■ Listed entries:

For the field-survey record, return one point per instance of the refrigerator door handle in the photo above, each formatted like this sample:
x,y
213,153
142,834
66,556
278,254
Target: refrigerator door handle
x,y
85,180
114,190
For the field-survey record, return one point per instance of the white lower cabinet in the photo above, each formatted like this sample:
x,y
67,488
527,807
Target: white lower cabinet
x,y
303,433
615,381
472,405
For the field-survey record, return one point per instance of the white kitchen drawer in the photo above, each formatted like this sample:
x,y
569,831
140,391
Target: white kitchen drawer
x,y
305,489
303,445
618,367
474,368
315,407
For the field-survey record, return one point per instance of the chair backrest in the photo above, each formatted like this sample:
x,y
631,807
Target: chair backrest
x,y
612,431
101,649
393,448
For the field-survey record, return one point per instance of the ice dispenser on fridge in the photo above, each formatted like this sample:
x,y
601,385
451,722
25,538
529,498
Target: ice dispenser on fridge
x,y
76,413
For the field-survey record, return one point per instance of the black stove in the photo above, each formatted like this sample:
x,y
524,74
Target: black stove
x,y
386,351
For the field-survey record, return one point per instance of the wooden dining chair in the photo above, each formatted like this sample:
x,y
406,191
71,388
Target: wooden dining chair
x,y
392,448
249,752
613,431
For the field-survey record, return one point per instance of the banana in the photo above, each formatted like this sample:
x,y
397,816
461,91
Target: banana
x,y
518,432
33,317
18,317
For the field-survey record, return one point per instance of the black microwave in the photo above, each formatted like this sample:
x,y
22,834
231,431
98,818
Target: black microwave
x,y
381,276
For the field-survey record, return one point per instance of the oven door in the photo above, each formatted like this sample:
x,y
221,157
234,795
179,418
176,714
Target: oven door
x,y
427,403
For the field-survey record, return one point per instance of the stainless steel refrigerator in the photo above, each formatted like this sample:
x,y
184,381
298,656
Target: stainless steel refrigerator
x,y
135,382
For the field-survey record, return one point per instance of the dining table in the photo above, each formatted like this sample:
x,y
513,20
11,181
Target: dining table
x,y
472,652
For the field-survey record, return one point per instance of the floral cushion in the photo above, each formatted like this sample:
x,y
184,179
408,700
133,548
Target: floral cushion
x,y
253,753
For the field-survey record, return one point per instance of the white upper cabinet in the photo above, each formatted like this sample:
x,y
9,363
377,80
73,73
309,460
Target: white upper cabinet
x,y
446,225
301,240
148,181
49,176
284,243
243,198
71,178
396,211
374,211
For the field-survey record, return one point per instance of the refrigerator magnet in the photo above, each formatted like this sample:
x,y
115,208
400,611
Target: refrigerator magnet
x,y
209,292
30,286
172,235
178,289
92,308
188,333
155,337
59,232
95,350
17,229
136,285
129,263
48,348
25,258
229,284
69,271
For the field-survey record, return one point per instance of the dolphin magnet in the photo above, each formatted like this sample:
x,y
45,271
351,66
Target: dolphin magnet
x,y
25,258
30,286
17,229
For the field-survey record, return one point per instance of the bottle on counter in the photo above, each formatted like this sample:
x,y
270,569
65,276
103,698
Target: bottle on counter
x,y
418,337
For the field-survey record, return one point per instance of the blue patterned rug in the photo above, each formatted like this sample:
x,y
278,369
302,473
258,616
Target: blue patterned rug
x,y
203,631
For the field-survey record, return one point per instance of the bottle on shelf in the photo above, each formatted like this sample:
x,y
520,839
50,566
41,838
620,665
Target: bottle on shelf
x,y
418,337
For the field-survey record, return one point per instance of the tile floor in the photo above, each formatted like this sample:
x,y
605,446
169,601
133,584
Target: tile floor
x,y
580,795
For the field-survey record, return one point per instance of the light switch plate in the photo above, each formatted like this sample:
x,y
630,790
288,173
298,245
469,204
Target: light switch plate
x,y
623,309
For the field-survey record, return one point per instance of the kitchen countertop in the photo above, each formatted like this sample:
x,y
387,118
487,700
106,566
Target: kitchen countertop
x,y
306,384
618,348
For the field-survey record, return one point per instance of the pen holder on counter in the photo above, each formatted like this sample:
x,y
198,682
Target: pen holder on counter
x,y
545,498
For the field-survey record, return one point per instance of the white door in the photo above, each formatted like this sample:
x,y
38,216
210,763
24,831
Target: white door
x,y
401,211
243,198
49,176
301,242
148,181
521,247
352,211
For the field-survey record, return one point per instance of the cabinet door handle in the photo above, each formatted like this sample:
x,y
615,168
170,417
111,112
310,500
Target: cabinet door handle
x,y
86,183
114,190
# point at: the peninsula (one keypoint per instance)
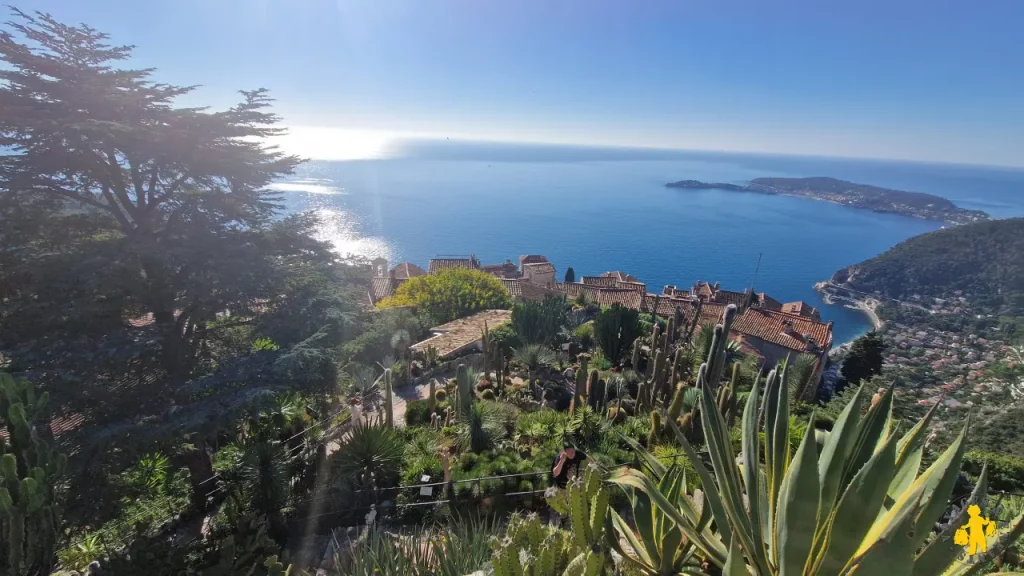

■ Work task: Everything in the records above should come back word for word, except the pictures.

■ Answer to the problem:
For the field-survey record, return one point per instance of the refrigerator door handle in the photo above, each formatted like this sample:
x,y
213,153
142,834
66,556
278,254
Target: refrigerator door handle
x,y
85,180
114,190
For the field-survey record, return one point per instance of the white lower cabinet in the photo above, each formatted like this sample:
x,y
67,488
527,807
Target: white lower cabinet
x,y
303,433
615,381
472,405
For the field-survey record, return one point per instance of the white kitchen drawer in the photo above, each formatted like this sample:
x,y
569,831
140,391
Target: white kitchen drawer
x,y
305,489
303,445
618,367
474,368
315,407
For the field-survey record, return one point per instance of the chair backrest in the photo above, each formatted like this sample:
x,y
631,807
Target: chair backrest
x,y
612,431
101,649
393,448
For the field-survey record, return one point per instance of the ice dispenser on fridge in the photo above, each formatted like this sample:
x,y
601,385
451,722
25,538
529,498
Target: ice dispenser on fridge
x,y
76,413
For the field-survey record, return one point per instance of the black stove in the photo above, each formatted like this sample:
x,y
524,74
Target: black stove
x,y
386,351
For the field-survey record, return one point per instance of the wooden dining chair in the photo above, each formatted like this sample:
x,y
406,191
71,388
Target: wooden dining chair
x,y
392,448
249,752
613,431
For the field-survey record, return one point per instance of the banana in the photo above, each formatted like this sample:
x,y
397,816
461,91
Target: banana
x,y
518,432
33,317
18,317
For the field-survey record, return one point per instance of the black microwave in the photo above, each formatted like this sample:
x,y
22,834
231,431
98,818
Target: black microwave
x,y
381,276
For the field-survey record, return one point per instance of the oven door in the photo above, each formatted like this sample:
x,y
221,157
234,795
179,418
176,714
Target: oven door
x,y
427,403
For the field-survey record, return one point per instance of the stainless steel refrigerator in the photo above, each formatted like this sample:
x,y
184,381
298,656
Target: stainless steel refrigerator
x,y
135,382
For the field-survey record, return one point per instance of the dining table in the photo above, each formatted like this sample:
x,y
513,20
11,181
Target: dining table
x,y
472,652
For the field-survey record, return one point per instance of the floral cushion in the photo above, each formatted like this sample:
x,y
184,179
408,700
133,548
Target: floral cushion
x,y
253,753
For the field-survey record, return one point per instance of the white upper cabinet in the photo above, each formatted like this sample:
x,y
9,363
377,80
73,73
309,460
Target: white upper cabinet
x,y
446,225
301,240
148,181
49,176
284,243
243,198
71,178
396,211
374,211
For the field-survey record, return one point per instance of the refrigerator magnet in the photo above, each formatted like this sample:
x,y
115,208
400,611
Target: refrigerator magnet
x,y
209,292
30,286
172,235
178,289
92,308
188,333
155,337
59,232
95,350
17,229
136,285
129,263
48,348
25,258
229,284
69,271
For the field-survey record, return one point per instance of the dolphin magnet in the photo above, each formatted like this sample:
x,y
45,271
351,66
Target: dolphin magnet
x,y
25,258
30,286
17,229
For the field-survey record, return one point per instance of the bottle on counter in the photo above, each formatted like this sample:
x,y
270,569
65,276
103,698
Target: bottle on counter
x,y
418,337
For the field-survey record, return one point per instance of the blue patterned rug in the photo above, each formatted like this sample:
x,y
278,369
302,473
258,616
Target: blue patterned rug
x,y
203,631
For the field-survey record, return one point per instance of the bottle on shelf in the photo above, each formatted like this sample:
x,y
520,839
50,566
41,838
620,665
Target: bottle on shelf
x,y
418,337
For the field-survey record, return one point per instance of the tile floor in the photo above, each formatted like this sample:
x,y
605,446
169,601
133,584
Target: tile floor
x,y
580,795
For the field-survey record, return one point per instance of the light switch plate in the photo above, each formatted like this sample:
x,y
630,790
288,173
298,245
469,204
Target: light switch plate
x,y
623,309
For the field-survey record, return one point per instance of the kitchen countertop in the photo above, each formatted like this sample:
x,y
387,118
487,700
106,566
Target: kitchen countertop
x,y
306,384
618,348
For the field-survey record, return one point per instance of the pen holder on counter in the photo above, each formatted like this sample:
x,y
198,682
Target: pen holder on counter
x,y
545,498
For the field-survey record, return one point per instance of the white door in the photo above, each formatted like this sample:
x,y
38,216
210,763
24,831
Target: white door
x,y
401,211
243,198
49,176
301,242
148,181
521,247
352,211
For the field-survey record, return one point per instance of the cabinet door handle in the photo above, each formatted like this sample:
x,y
615,168
170,417
111,112
310,500
Target: cabinet door handle
x,y
86,183
114,190
# point at: the peninsula (one keypoint per instance)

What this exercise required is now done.